What you should do
Rewrite the stretch of material from the line containing "# test: for every instance of the terracotta" through the end of the material, requests included. Shift every coordinate in the answers by -35.

━━━ Record extracts ━━━

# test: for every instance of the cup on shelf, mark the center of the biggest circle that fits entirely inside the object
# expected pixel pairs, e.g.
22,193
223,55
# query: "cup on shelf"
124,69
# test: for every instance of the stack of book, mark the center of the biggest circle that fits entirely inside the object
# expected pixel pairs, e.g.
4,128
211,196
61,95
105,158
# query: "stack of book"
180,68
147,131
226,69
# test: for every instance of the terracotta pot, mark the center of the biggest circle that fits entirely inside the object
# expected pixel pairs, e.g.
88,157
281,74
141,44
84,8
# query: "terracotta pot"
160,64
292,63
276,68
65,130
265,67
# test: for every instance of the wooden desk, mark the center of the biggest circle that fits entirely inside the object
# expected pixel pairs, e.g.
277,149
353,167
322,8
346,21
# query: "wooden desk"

━━━

Result for this task
# test: for every instance of the terracotta pot, mark the center of the biggest circle that fits entirely inside the object
# expected pixel pairs, e.g.
88,157
281,74
141,44
84,8
# query: "terracotta pot"
125,29
257,28
241,33
30,95
230,32
# test: for every instance of the wooden desk, mark the center of the biggest circle that fits entirely inside the object
# expected pixel pairs, e.g.
277,149
353,167
322,8
346,21
# query: "wooden desk"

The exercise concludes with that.